▶ PROBLEM DETAILS: Each entry should be copied as it stands, leaving the pictures behind.

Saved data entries
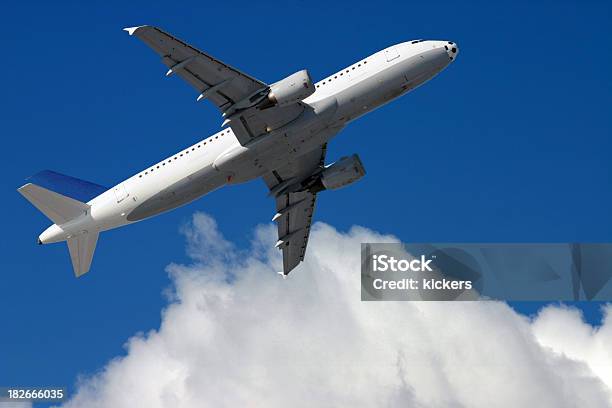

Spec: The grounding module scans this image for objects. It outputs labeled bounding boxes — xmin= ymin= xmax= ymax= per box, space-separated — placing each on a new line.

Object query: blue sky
xmin=1 ymin=0 xmax=611 ymax=404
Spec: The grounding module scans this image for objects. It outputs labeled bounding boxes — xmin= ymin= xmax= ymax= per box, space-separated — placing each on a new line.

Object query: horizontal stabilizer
xmin=18 ymin=183 xmax=89 ymax=225
xmin=67 ymin=232 xmax=99 ymax=277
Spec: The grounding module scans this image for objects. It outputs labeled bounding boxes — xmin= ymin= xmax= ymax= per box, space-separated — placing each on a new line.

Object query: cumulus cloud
xmin=59 ymin=212 xmax=612 ymax=407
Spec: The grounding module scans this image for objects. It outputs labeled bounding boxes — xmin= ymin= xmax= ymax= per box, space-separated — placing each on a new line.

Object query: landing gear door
xmin=113 ymin=183 xmax=129 ymax=203
xmin=385 ymin=46 xmax=400 ymax=62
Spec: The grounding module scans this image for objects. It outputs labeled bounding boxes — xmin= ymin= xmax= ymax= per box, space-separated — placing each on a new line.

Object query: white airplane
xmin=18 ymin=26 xmax=458 ymax=277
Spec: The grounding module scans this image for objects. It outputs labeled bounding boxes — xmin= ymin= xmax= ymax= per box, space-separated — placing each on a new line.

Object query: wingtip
xmin=123 ymin=25 xmax=146 ymax=36
xmin=277 ymin=271 xmax=288 ymax=279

▶ RESULT FOR THIS EXERCISE:
Spec: The grounding module scans this image for objects. It outputs labeled bounding boxes — xmin= ymin= xmax= ymax= per box, space-separated — placing each on a new line.

Object query: blue sky
xmin=1 ymin=0 xmax=611 ymax=404
Spec: The grounding module scans this image for objects. It outputs labeled bounding boxes — xmin= ymin= xmax= ymax= per box, space-separated — placing each on a new line.

Object query: horizontal stabilizer
xmin=18 ymin=183 xmax=89 ymax=225
xmin=67 ymin=232 xmax=99 ymax=277
Spec: The grounding module scans this image for objects. It outputs labeled bounding boxes — xmin= ymin= xmax= ymax= per box, space-separated — placing each on a new line.

Object query: cumulus cloud
xmin=59 ymin=212 xmax=612 ymax=407
Spec: The grounding module scans this image for objects. It outputs labeled bounding boxes — xmin= ymin= xmax= ymax= per box, space-separated — placing each on a new line.

Object query: landing gear door
xmin=113 ymin=183 xmax=129 ymax=203
xmin=385 ymin=46 xmax=400 ymax=62
Spec: The grounding module scans this image for objects. It outputs labeled bounding boxes — xmin= ymin= xmax= ymax= per box, space-separated — placing each on a new line.

Object query: white airplane
xmin=18 ymin=26 xmax=458 ymax=277
Spec: The grounding module scans this image for objects. It outputs labeled bounding boxes — xmin= ymin= xmax= ymax= per box, space-separated — placing each on a new line.

Object query: wingtip
xmin=123 ymin=25 xmax=146 ymax=36
xmin=277 ymin=271 xmax=288 ymax=279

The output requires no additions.